▶ Requisitos da tarefa:
A - Devolva integralmente, sem nenhuma alteração, o texto sobre o discurso proferido no Senado Federal.
B - Redigite fielmente tudo o que consta nos registros desde a linha que contém "the dark shorts" até o final dos registros, incluindo ambas as extremidades.

▶ Texto:
━━━━━━━━━━

Discurso durante a 59ª Sessão Deliberativa Extraordinária, no Senado Federal

Palestra proferida a jovens estudantes da Escola Comunitária de Campinas, no dia 13 do corrente, na Comissão de Educação do Senado Federal.

Autor
Pedro Simon (PMDB - Movimento Democrático Brasileiro/RS)
Nome completo: Pedro Jorge Simon
Casa
Senado Federal
Tipo
Discurso
Resumo por assunto
HOMENAGEM.:
  • Palestra proferida a jovens estudantes da Escola Comunitária de Campinas, no dia 13 do corrente, na Comissão de Educação do Senado Federal.
Publicação
Publicação no DSF de 20/05/2004 - Página 15298
Assunto
Outros > HOMENAGEM.
Indexação
  • ENCONTRO, ORADOR, ALUNO, ESTABELECIMENTO DE ENSINO, MUNICIPIO, CAMPINAS (SP), ESTADO DE SÃO PAULO (SP), OBJETIVO, APRENDIZAGEM, CIDADANIA, ETICA, ELOGIO, HISTORIA, ATUAÇÃO, COMUNIDADE.

━━━━━━━━━━

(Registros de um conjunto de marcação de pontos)

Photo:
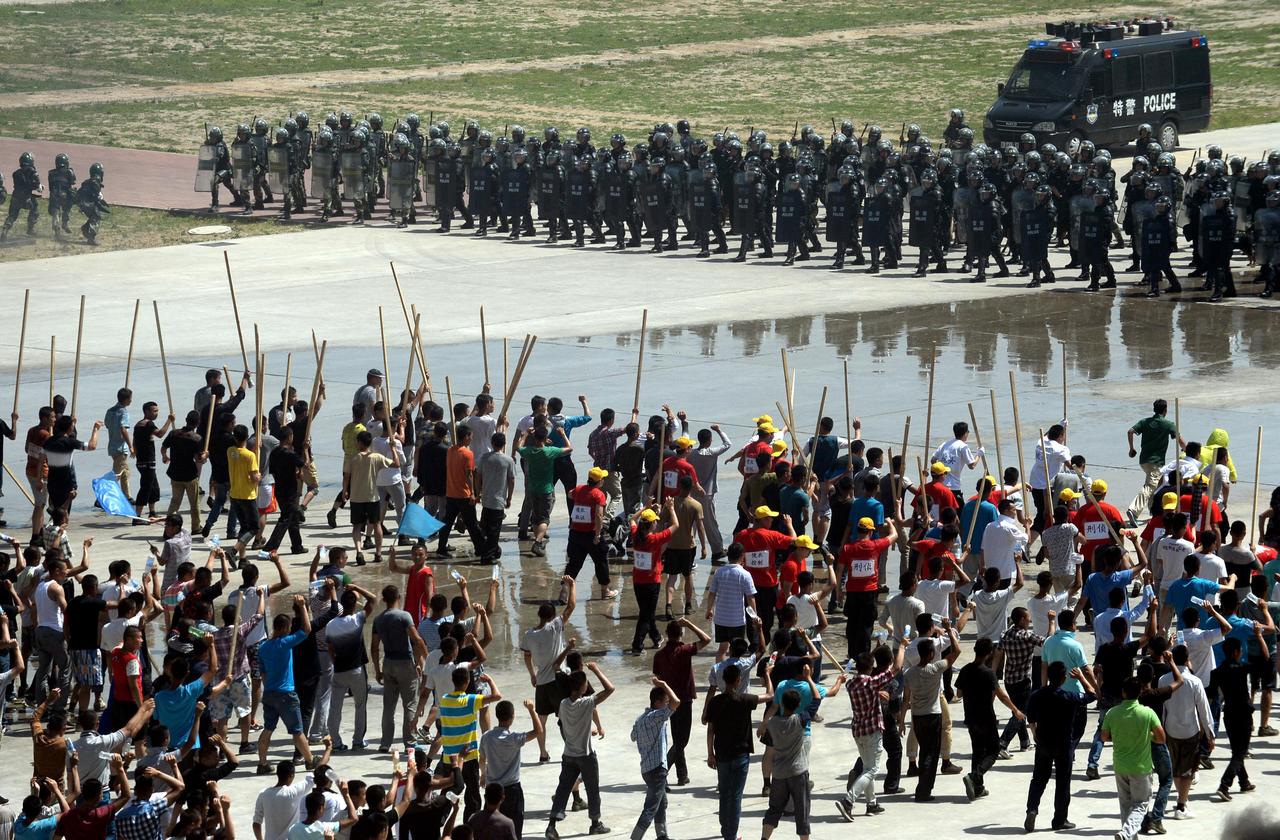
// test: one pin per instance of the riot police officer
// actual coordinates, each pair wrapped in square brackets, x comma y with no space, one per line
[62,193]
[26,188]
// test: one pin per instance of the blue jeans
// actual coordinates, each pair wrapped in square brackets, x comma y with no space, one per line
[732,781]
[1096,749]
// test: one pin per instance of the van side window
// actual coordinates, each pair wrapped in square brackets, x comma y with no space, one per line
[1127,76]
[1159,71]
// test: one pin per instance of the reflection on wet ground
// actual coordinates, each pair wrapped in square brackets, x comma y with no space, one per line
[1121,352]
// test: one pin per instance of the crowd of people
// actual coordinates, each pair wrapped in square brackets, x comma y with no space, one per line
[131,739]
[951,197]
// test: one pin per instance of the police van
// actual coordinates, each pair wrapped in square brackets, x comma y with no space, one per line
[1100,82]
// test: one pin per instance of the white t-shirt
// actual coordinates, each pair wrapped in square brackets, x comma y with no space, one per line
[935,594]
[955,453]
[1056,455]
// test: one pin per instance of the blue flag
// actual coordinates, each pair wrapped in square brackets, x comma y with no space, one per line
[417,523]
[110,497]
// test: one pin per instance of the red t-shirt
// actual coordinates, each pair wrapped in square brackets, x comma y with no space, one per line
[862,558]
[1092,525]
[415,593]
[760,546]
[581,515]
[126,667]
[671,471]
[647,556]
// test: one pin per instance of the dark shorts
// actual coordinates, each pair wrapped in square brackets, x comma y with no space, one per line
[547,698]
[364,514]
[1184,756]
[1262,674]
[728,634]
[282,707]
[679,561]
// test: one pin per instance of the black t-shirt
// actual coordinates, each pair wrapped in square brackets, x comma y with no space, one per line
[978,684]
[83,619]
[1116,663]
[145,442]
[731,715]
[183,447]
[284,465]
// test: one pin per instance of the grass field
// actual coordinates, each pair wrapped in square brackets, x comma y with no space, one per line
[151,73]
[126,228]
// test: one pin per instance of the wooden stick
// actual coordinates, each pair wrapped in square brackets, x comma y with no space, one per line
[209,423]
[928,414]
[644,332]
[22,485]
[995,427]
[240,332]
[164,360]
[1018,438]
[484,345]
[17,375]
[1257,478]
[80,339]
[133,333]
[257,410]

━━━━━━━━━━

▶ Resultados do exercício:
A -
Discurso durante a 59ª Sessão Deliberativa Extraordinária, no Senado Federal

Palestra proferida a jovens estudantes da Escola Comunitária de Campinas, no dia 13 do corrente, na Comissão de Educação do Senado Federal.

Autor
Pedro Simon (PMDB - Movimento Democrático Brasileiro/RS)
Nome completo: Pedro Jorge Simon
Casa
Senado Federal
Tipo
Discurso
Resumo por assunto
HOMENAGEM.:
  • Palestra proferida a jovens estudantes da Escola Comunitária de Campinas, no dia 13 do corrente, na Comissão de Educação do Senado Federal.
Publicação
Publicação no DSF de 20/05/2004 - Página 15298
Assunto
Outros > HOMENAGEM.
Indexação
  • ENCONTRO, ORADOR, ALUNO, ESTABELECIMENTO DE ENSINO, MUNICIPIO, CAMPINAS (SP), ESTADO DE SÃO PAULO (SP), OBJETIVO, APRENDIZAGEM, CIDADANIA, ETICA, ELOGIO, HISTORIA, ATUAÇÃO, COMUNIDADE.

B -
// test: one pin per instance of the dark shorts
// actual coordinates, each pair wrapped in square brackets, x comma y with no space, one per line
[547,698]
[364,514]
[1184,756]
[1262,674]
[728,634]
[282,707]
[679,561]
// test: one pin per instance of the black t-shirt
// actual coordinates, each pair wrapped in square brackets, x comma y with no space, one per line
[978,684]
[83,619]
[1116,663]
[145,442]
[731,715]
[183,447]
[284,465]
// test: one pin per instance of the grass field
// actual coordinates, each pair wrapped in square brackets, x comma y with no space, one per line
[151,73]
[126,228]
// test: one pin per instance of the wooden stick
// actual coordinates, each pair wrapped in square brackets, x comma y with no space, one per line
[209,423]
[928,414]
[644,332]
[22,485]
[995,427]
[240,332]
[164,360]
[1018,438]
[484,345]
[17,375]
[1257,478]
[80,339]
[133,333]
[257,410]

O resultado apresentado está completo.